Sogar dass Waren f a s z i n i e r e n , kann nicht einfach nur verdammt werden. Sie versprechen mehr als sie halten, ist das Falsche daran. Aber dass sie überhaupt versprechen, lässt sie schon ein Stück weit an der Wahrheit teilhaben. Das wird deutlicher, wenn wir Formen der Warenausstellung betrachten, die historisch überholt sind. Ich denke an die Pariser Passagen und das „Passagenwerk“ von Benjamin. Diese mit Glasdächern überwölbten Kaufschluchten, Mischungen aus Marktgasse und modernem Kaufhaus, sind heute museal, obwohl sie immer noch kommerziell genutzt werden, und tragen zum Reiz der französischen Hauptstadt erheblich bei. Da ist viel Schein versammelt, doch die Menge ausgestellter „Kolonialwaren“ suggerierte auch den Zusammenhang der Stadt mit der ganzen Welt: Davon fasziniert zu sein, hatte man guten Grund.

**Ziele**
1/ Kannst du sämtliche nachstehenden Datensätze Zeile für Zeile wortgetreu wiedergeben?
2/ Wie geht der Text über die Faszination der Waren und die Pariser Passagen nach seinem letzten Satz weiter? Schreib die Fortsetzung.

**Datenteil**
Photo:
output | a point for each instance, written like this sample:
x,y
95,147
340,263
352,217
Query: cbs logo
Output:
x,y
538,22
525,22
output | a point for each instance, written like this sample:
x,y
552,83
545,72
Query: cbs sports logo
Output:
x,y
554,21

**Lösungen der Aufgaben**
1/
Photo:
output | a point for each instance, written like this sample:
x,y
95,147
340,263
352,217
Query: cbs logo
Output:
x,y
538,22
525,22
output | a point for each instance, written like this sample:
x,y
552,83
545,72
Query: cbs sports logo
Output:
x,y
554,21

2/
Man vergleiche damit die „Fußgängerzonen“, die heute das Zentrum so vieler westdeutscher Städte bilden. Ob inzwischen auch der meisten ostdeutschen, weiß ich nicht. Mir erscheinen sie als grundhässlich, obwohl ja alles getan wird, sie aufzuhübschen, etwa durch eine mäßig anspruchsvolle Skulptur oder einen Brunnen. Das ändert nichts daran, dass man von Kaufhäusern umzingelt ist, deren Architektur die Augen beleidigt; vielleicht soll sie es, damit man zu den Schaufenstern mit hübsch arrangierter Auslage flüchtet. Es wird nicht besser, wenn alte Kulturzeugnisse, Kirchen oder Türme, in solche Straßen integriert sind, als sollten auch sie noch zum Kauf anfeuern, wie in München und Nürnberg. Solche Zonen sind das Höchste, was viele Städte ihren Bürgern anbieten, dort spielt sich denn auch das „Leben“ ab. Es gibt wenigstens Eisdielen. Da sitzt man und schaut aufs Schuhgeschäft gegenüber. Italien, glückliches Land, in dir geht man zur Piazza.
Ich sage nur, was mein Geschmacksurteil ist. Vielleicht sehen es andere anders. Es geht nur um die Ankündigung, dass über derlei Fragen öffentlich diskutiert werden und die Diskussion verbindliche Folgen haben wird. Man kann den Fußgängerzonen zugutehalten, dass sie die Zeit des Einkaufens verkürzen, weil eben alle Kaufhäuser auf einen Haufen geschmissen sind, der nun ausgerechnet das Stadtzentrum bildet. Aber wollen wir das wirklich? Kann man es nicht anders ebenso effizient regeln? Auch wo, wie und in welchem Umfang Werbung platziert wird, ist eine Frage des Stadtbilds und müsste der öffentlichen Debatte zugänglich sein.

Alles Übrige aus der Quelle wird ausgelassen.